Aim of the exercise:
Show every line of the data below that includes the word "would".

[Stored records]
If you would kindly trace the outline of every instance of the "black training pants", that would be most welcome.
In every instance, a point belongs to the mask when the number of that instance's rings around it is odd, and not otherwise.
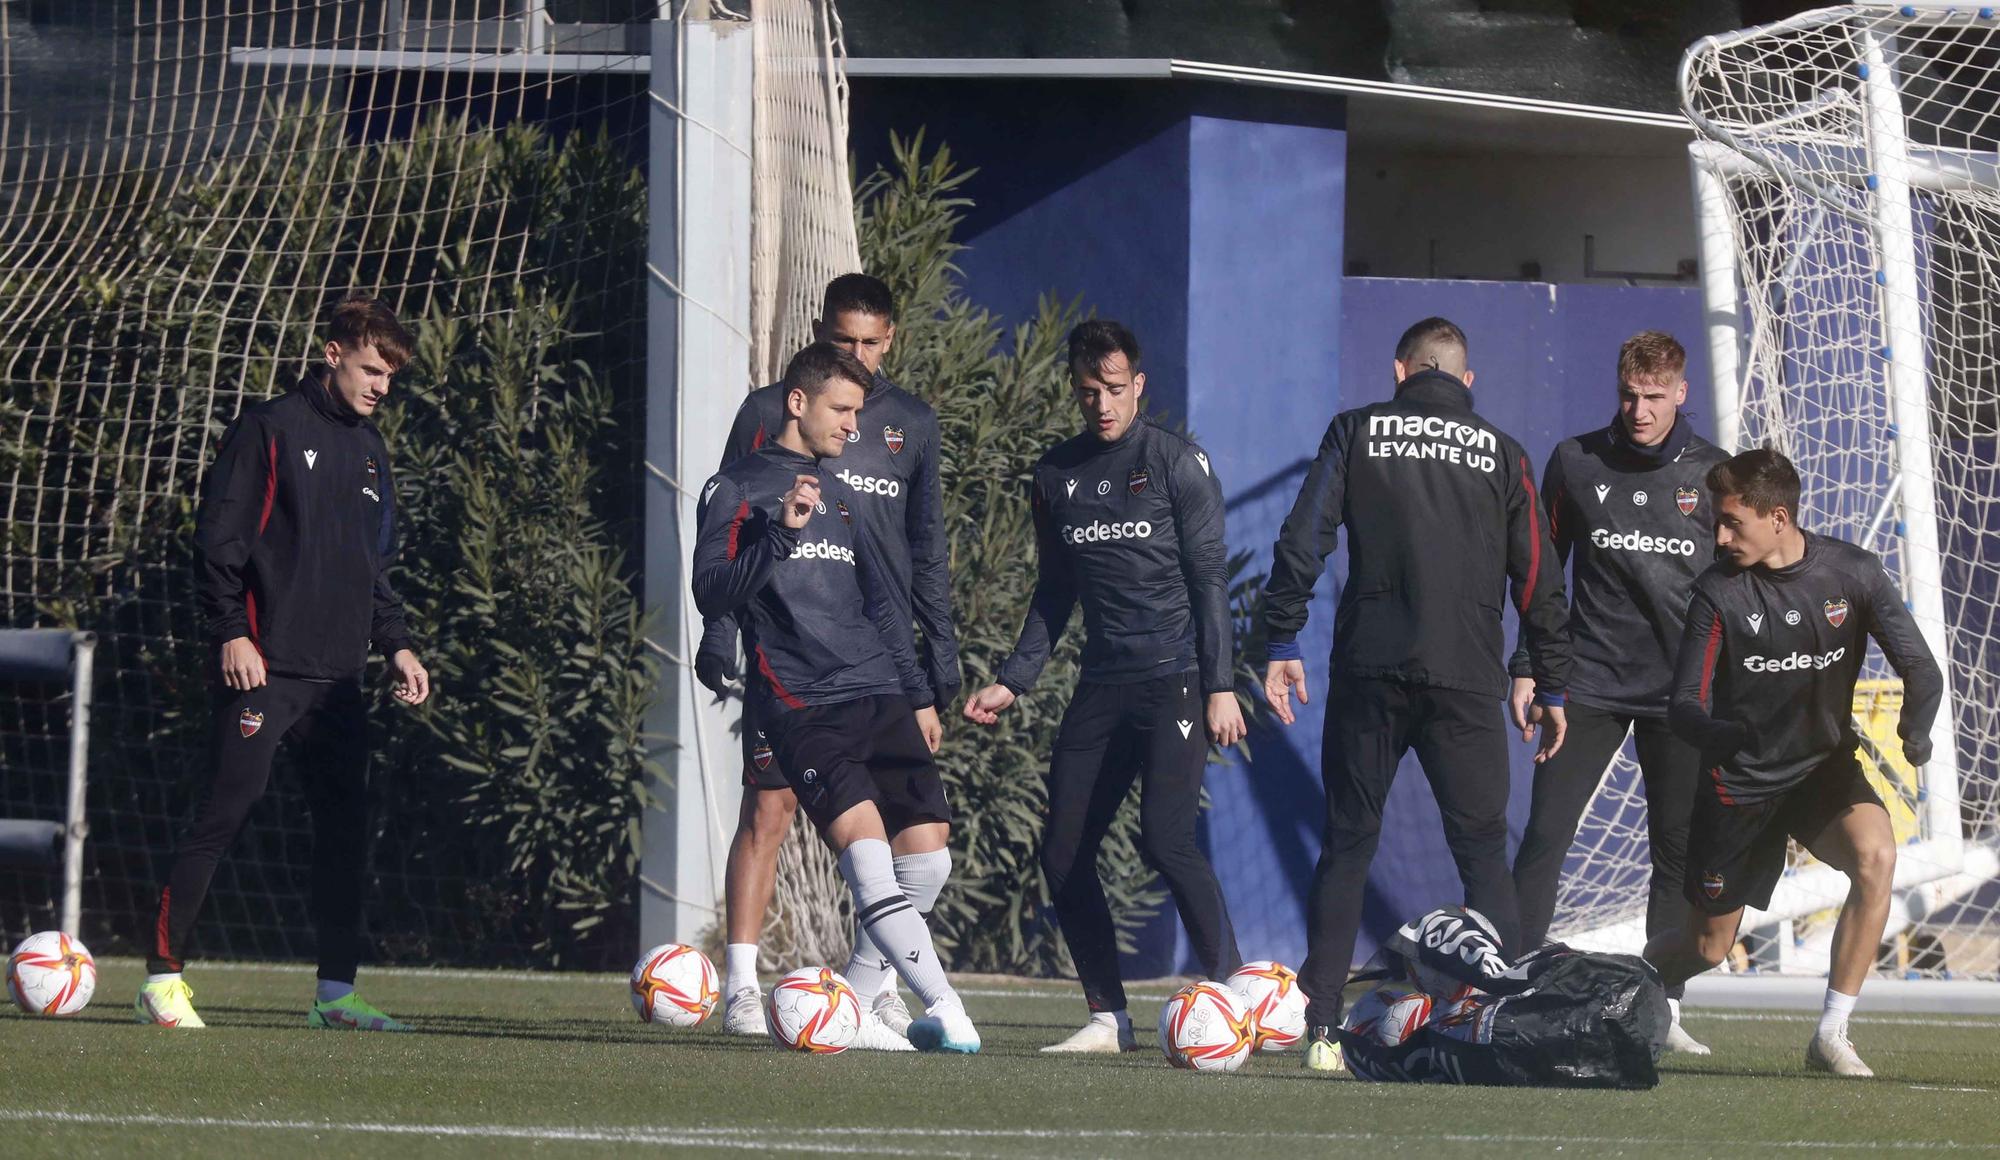
[[[188,936],[216,863],[271,781],[278,743],[289,741],[312,811],[312,918],[319,977],[354,981],[361,957],[361,893],[367,870],[368,706],[357,681],[273,676],[239,693],[217,686],[211,723],[212,776],[182,834],[146,939],[154,974],[181,969]]]
[[[1667,728],[1665,718],[1633,718],[1570,702],[1569,733],[1554,757],[1535,767],[1534,808],[1528,832],[1514,855],[1514,889],[1521,897],[1521,947],[1538,947],[1555,914],[1563,860],[1576,840],[1577,823],[1605,767],[1630,729],[1646,787],[1646,839],[1653,875],[1646,893],[1648,937],[1680,925],[1686,907],[1681,878],[1687,865],[1688,818],[1701,776],[1701,753]]]
[[[1132,685],[1079,684],[1049,761],[1042,874],[1092,1011],[1125,1009],[1118,939],[1097,878],[1097,851],[1140,782],[1139,841],[1167,880],[1202,968],[1226,978],[1243,965],[1215,870],[1195,840],[1208,765],[1199,679],[1192,672]]]
[[[1465,904],[1486,916],[1509,952],[1520,913],[1507,872],[1507,732],[1498,698],[1396,681],[1335,677],[1327,700],[1320,777],[1326,832],[1306,910],[1299,972],[1307,1025],[1340,1022],[1340,989],[1353,967],[1368,864],[1382,832],[1382,803],[1412,748],[1444,815],[1444,836],[1465,883]]]

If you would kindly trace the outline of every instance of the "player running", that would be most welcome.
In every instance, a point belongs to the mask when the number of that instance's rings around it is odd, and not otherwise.
[[[1687,401],[1687,351],[1648,330],[1618,351],[1618,414],[1611,425],[1565,439],[1542,473],[1559,569],[1576,562],[1569,609],[1574,655],[1562,751],[1535,768],[1534,805],[1514,855],[1522,950],[1540,946],[1555,913],[1556,883],[1590,796],[1630,732],[1646,787],[1652,886],[1646,932],[1680,921],[1688,813],[1701,755],[1667,727],[1674,649],[1688,590],[1714,558],[1708,529],[1708,469],[1728,458],[1695,434]],[[1516,650],[1508,698],[1522,738],[1540,718],[1526,649]],[[1667,1046],[1707,1055],[1681,1029],[1681,989],[1672,991]]]
[[[1326,829],[1308,902],[1305,1065],[1342,1067],[1332,1029],[1354,958],[1382,803],[1412,746],[1444,815],[1466,905],[1519,946],[1507,873],[1507,689],[1500,598],[1511,582],[1543,705],[1545,761],[1569,677],[1562,571],[1521,445],[1472,410],[1465,332],[1427,318],[1396,343],[1396,394],[1334,416],[1272,548],[1264,696],[1290,725],[1313,584],[1347,528],[1321,741]]]
[[[835,490],[858,527],[881,549],[896,622],[907,633],[914,619],[923,628],[928,664],[925,679],[933,703],[949,704],[963,683],[958,639],[952,628],[951,576],[945,564],[943,498],[938,483],[937,414],[930,405],[882,377],[882,361],[895,341],[895,300],[879,279],[842,274],[827,283],[814,331],[822,341],[847,351],[873,376],[856,438],[841,453]],[[736,412],[722,466],[755,452],[785,425],[784,385],[752,391]],[[711,618],[695,656],[695,672],[717,694],[734,685],[737,623],[733,615]],[[756,680],[753,672],[751,680]],[[798,799],[779,768],[770,738],[757,728],[745,699],[743,720],[743,804],[736,837],[729,846],[724,878],[728,943],[724,949],[723,1027],[744,1035],[764,1034],[764,997],[757,986],[757,940],[764,912],[777,883],[778,848],[791,829]],[[935,752],[940,734],[926,738]],[[929,912],[944,889],[948,859],[938,852],[901,855],[902,873],[923,881],[915,899]],[[909,1009],[896,991],[888,957],[857,929],[848,982],[869,1004],[855,1046],[906,1050],[903,1035]],[[887,1034],[883,1033],[886,1029]]]
[[[1719,559],[1688,602],[1670,718],[1707,773],[1688,829],[1688,905],[1646,959],[1669,985],[1720,963],[1743,908],[1770,904],[1797,839],[1849,880],[1806,1066],[1872,1075],[1847,1018],[1888,924],[1896,835],[1855,758],[1854,682],[1872,636],[1903,679],[1903,757],[1922,766],[1944,674],[1882,561],[1799,527],[1799,474],[1783,455],[1720,463],[1708,490]]]
[[[411,651],[389,584],[396,489],[369,422],[415,339],[371,298],[341,302],[325,362],[289,393],[237,416],[209,470],[195,525],[202,617],[215,643],[210,775],[183,832],[146,943],[142,1023],[193,1028],[181,978],[216,863],[289,742],[312,812],[312,919],[319,986],[306,1025],[407,1031],[354,992],[368,846],[369,647],[389,658],[396,699],[421,705],[430,674]]]
[[[776,438],[702,488],[694,598],[704,616],[736,615],[776,764],[839,858],[869,939],[925,1003],[909,1042],[976,1052],[923,917],[951,860],[937,710],[880,550],[826,463],[859,432],[873,381],[831,343],[792,359]]]
[[[1208,746],[1243,739],[1232,672],[1222,488],[1206,452],[1139,415],[1139,342],[1115,322],[1069,336],[1084,431],[1051,448],[1032,485],[1041,572],[999,679],[966,701],[992,725],[1031,688],[1083,605],[1083,671],[1049,759],[1042,872],[1090,1021],[1055,1052],[1136,1046],[1097,851],[1135,780],[1140,850],[1167,881],[1202,969],[1243,965],[1215,871],[1195,839]]]

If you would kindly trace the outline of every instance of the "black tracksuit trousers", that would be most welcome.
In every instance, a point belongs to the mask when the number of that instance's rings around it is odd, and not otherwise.
[[[1538,947],[1548,937],[1556,887],[1570,844],[1576,840],[1577,823],[1597,792],[1605,767],[1624,746],[1628,729],[1639,751],[1646,790],[1646,842],[1653,862],[1652,884],[1646,892],[1646,935],[1672,930],[1687,912],[1681,877],[1701,753],[1676,736],[1664,717],[1632,717],[1575,701],[1569,704],[1568,717],[1562,749],[1535,767],[1528,832],[1514,855],[1514,889],[1521,898],[1520,949]],[[1673,995],[1678,998],[1680,989],[1675,988]]]
[[[312,812],[319,977],[352,983],[361,957],[368,862],[368,705],[361,685],[272,676],[248,692],[217,685],[214,698],[213,774],[160,892],[159,914],[145,940],[152,948],[146,970],[181,969],[216,864],[264,796],[279,742],[289,741]]]
[[[1326,830],[1306,910],[1299,972],[1307,1026],[1340,1023],[1340,991],[1353,967],[1368,865],[1382,832],[1382,804],[1412,748],[1444,815],[1444,836],[1465,884],[1465,905],[1500,932],[1511,953],[1520,911],[1507,871],[1507,732],[1498,698],[1399,681],[1336,676],[1329,691],[1320,777]],[[1414,917],[1414,916],[1411,916]]]
[[[1063,714],[1049,761],[1042,874],[1092,1011],[1125,1009],[1097,851],[1135,780],[1140,853],[1173,892],[1202,969],[1221,979],[1243,965],[1222,886],[1195,835],[1208,766],[1202,707],[1200,677],[1190,671],[1130,685],[1081,683]]]

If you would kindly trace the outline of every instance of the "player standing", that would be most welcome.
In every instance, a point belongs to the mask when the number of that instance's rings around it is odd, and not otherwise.
[[[1083,605],[1083,671],[1049,759],[1041,863],[1090,1021],[1057,1052],[1135,1047],[1097,851],[1135,780],[1140,850],[1167,880],[1202,968],[1242,966],[1222,887],[1196,841],[1208,746],[1243,739],[1222,488],[1200,447],[1139,415],[1139,342],[1092,320],[1069,336],[1084,431],[1035,465],[1041,571],[999,679],[966,701],[992,725],[1031,688]],[[1198,727],[1199,726],[1199,727]]]
[[[951,576],[945,563],[937,413],[882,376],[882,362],[896,338],[896,311],[894,297],[879,279],[842,274],[828,282],[813,329],[820,341],[847,351],[873,376],[855,437],[840,456],[835,477],[844,486],[836,490],[858,527],[880,549],[897,623],[906,633],[913,619],[923,628],[925,679],[934,704],[948,704],[958,696],[963,679],[952,628]],[[784,429],[786,393],[779,383],[752,391],[744,399],[723,448],[723,467],[755,452]],[[714,617],[703,626],[695,672],[718,694],[736,680],[736,644],[734,616]],[[758,678],[753,672],[750,679]],[[723,994],[728,997],[723,1027],[737,1034],[762,1035],[757,940],[777,883],[778,848],[791,829],[798,799],[777,764],[770,739],[757,728],[750,712],[754,702],[754,697],[744,702],[743,804],[723,888],[727,925]],[[926,736],[935,751],[940,733],[927,731]],[[925,882],[915,901],[928,913],[944,889],[949,860],[936,852],[902,857],[908,863],[903,873]],[[875,1016],[863,1023],[855,1046],[889,1050],[903,1046],[910,1013],[897,994],[896,972],[887,956],[869,945],[865,931],[856,930],[846,974]],[[879,1035],[877,1026],[892,1034]]]
[[[1427,318],[1396,344],[1396,393],[1334,416],[1272,549],[1265,586],[1264,695],[1293,721],[1306,700],[1298,633],[1313,584],[1347,528],[1347,584],[1334,614],[1333,682],[1320,776],[1326,829],[1307,910],[1299,983],[1309,1000],[1305,1064],[1338,1070],[1332,1028],[1354,957],[1382,803],[1412,746],[1444,815],[1466,905],[1519,945],[1507,873],[1507,689],[1500,597],[1510,581],[1543,703],[1541,751],[1563,739],[1569,677],[1562,572],[1527,453],[1472,410],[1465,332]]]
[[[1746,451],[1708,473],[1720,557],[1695,581],[1674,666],[1676,732],[1698,747],[1681,926],[1646,944],[1669,985],[1720,963],[1746,906],[1764,907],[1788,837],[1848,876],[1806,1065],[1874,1074],[1847,1038],[1888,924],[1896,835],[1855,758],[1854,682],[1868,638],[1903,679],[1903,756],[1931,756],[1944,674],[1873,552],[1798,525],[1799,475]]]
[[[1514,855],[1521,898],[1520,949],[1540,946],[1555,913],[1556,884],[1590,796],[1630,732],[1646,788],[1652,885],[1646,933],[1680,921],[1688,813],[1701,755],[1667,727],[1674,650],[1688,590],[1714,558],[1708,469],[1728,456],[1695,434],[1687,401],[1687,351],[1657,330],[1618,351],[1618,414],[1611,425],[1556,445],[1542,473],[1560,569],[1573,556],[1569,637],[1574,666],[1562,752],[1535,768],[1534,805]],[[1514,724],[1528,736],[1539,716],[1527,650],[1516,650]],[[1667,1046],[1707,1055],[1680,1025],[1680,988]]]
[[[181,978],[216,863],[291,743],[312,811],[312,918],[319,985],[306,1025],[406,1031],[354,993],[368,847],[369,646],[396,698],[421,705],[430,674],[411,651],[389,584],[396,489],[369,416],[415,339],[380,302],[352,297],[329,320],[324,363],[237,416],[209,470],[195,525],[202,616],[217,647],[211,773],[148,932],[142,1023],[204,1024]]]
[[[910,1042],[975,1052],[979,1033],[924,922],[932,878],[910,861],[950,866],[951,809],[931,759],[937,710],[879,549],[824,462],[860,430],[873,381],[830,343],[792,359],[776,438],[702,489],[694,597],[704,616],[736,614],[776,764],[839,858],[869,939],[926,1005]]]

Solution for this exercise:
If you would kindly trace the outline of every instance of the "black training pants", that would be most welcome.
If you would kindly trace the outline of every instance of the "player running", that would be most welcome.
If you would kindly trace the outline of every instance of the "black tracksuit trousers", that would be most welcome.
If you would kindly trace the outline of every instance of the "player standing", that would be most welcome.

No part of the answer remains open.